■ Document passage:
○ ○ ○
# Hello Group I am a Soon to be Mom



## mkrj58 (Mar 4, 2010)

Hello Group My name is Marilyn and I joined this group awhile back so I could get educated on these wonderful animals, I have been reading and reading my next step was to locate a good Breeder in Oregon I found an Awsome Breeder Deneen at HedgiePets . I now have a baby that will be weaned some time near Mothers day thats kinda neat me a new mom at 51 years of age, I can Hardly wait to see a picture she is an Albino and was born March 22 2010 her proud parents are Lavender and Brownie of HedgiePets. My next project is to figure out a beautiful name for my baby girl,I am sooooooooooo excited as soon as she moves home Ill be posting pictures for sure. My baby girl gets her own 800 Square foot room with all the goodies and later on I Plan on getting a little male and he will get his own 400 Square foot. I have fallen in love with the Black and Dark grey Algerians and the Pinto's in that color. After doing alot of Food research I have decieded to feed Blue Buffalo Spa select as my staple food and of course all the other stuff they need to. I am counting down the days for my Drive to Eugene


----------



## talibali (Aug 15, 2009)

so you are slipting the room in half? like the whole room??? That is the coolest thing i have ever heard of!


----------



## mkrj58 (Mar 4, 2010)

Yes thats what I will be doing, I have tunnels and Sterlite containers going every were I am very lucky to have this kinda space, kids are all grown and I have 6 empty bedrooms. I am really having fun with all this hedgie make over stuff pretty soon my Honey is going to start saying Hedgie mom Move that Bus. :lol:


----------



## talibali (Aug 15, 2009)
○ ○ ○
■ Supplied records:

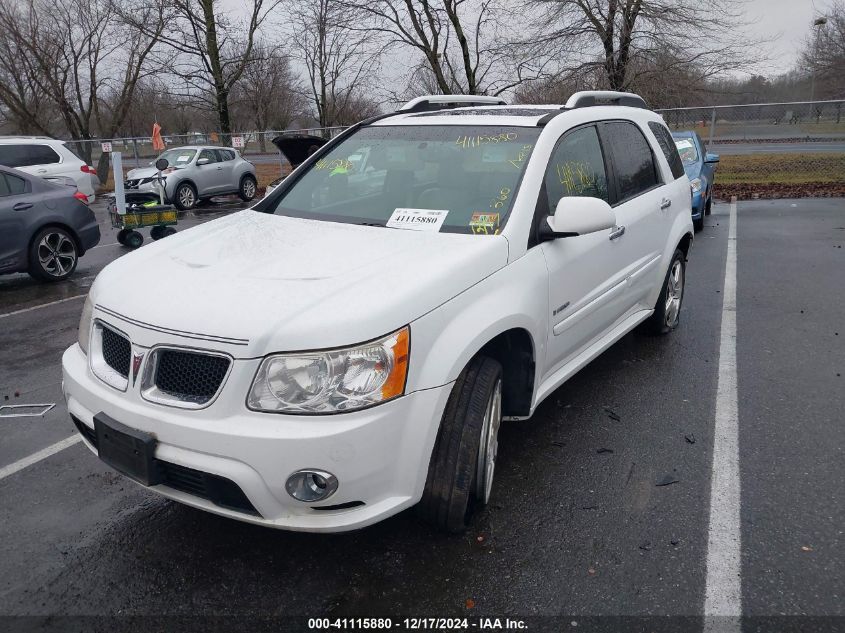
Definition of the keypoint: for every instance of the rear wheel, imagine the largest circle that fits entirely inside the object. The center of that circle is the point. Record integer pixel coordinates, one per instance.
(248, 188)
(463, 462)
(52, 255)
(185, 197)
(667, 312)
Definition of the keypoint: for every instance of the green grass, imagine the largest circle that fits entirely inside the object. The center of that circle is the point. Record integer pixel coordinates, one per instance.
(785, 169)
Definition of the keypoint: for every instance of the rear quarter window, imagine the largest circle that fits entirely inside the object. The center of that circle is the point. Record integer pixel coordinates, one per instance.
(633, 162)
(667, 146)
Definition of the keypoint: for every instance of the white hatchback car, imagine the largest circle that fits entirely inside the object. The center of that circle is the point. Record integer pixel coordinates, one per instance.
(48, 158)
(349, 347)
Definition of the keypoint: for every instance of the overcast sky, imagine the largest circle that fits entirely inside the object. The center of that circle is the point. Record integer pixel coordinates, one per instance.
(784, 24)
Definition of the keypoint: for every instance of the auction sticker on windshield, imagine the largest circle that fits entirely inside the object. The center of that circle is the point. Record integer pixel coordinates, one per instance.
(417, 219)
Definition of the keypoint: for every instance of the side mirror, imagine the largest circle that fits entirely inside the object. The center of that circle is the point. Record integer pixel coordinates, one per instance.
(577, 216)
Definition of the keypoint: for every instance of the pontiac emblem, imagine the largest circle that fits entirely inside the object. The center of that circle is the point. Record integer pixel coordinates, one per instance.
(137, 358)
○ ○ ○
■ Problem set:
a: In the hedgehog forum thread, what does the first post name as the staple food?
b: Translate this sentence from the hedgehog forum thread into Spanish: "I have fallen in love with the Black and Dark grey Algerians and the Pinto's in that color."

■ Task-by-task results:
a: Blue Buffalo Spa select.

b: Me he enamorado de los Algerians negros y gris oscuro y de los Pintos de ese color.